▶ _Data supplied_
--- START ---
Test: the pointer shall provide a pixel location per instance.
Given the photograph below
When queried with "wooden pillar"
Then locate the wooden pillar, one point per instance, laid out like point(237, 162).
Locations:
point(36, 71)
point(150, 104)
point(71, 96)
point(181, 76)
--- END ---
▶ _Task statement_
Repeat every record, keeping each word and mark exactly as it is.

▶ _Task solution_
Test: the pointer shall provide a pixel location per instance.
Given the photograph below
When queried with "wooden pillar"
Then locate the wooden pillar, one point per instance, laid out like point(237, 162).
Locations:
point(36, 71)
point(150, 104)
point(71, 96)
point(181, 76)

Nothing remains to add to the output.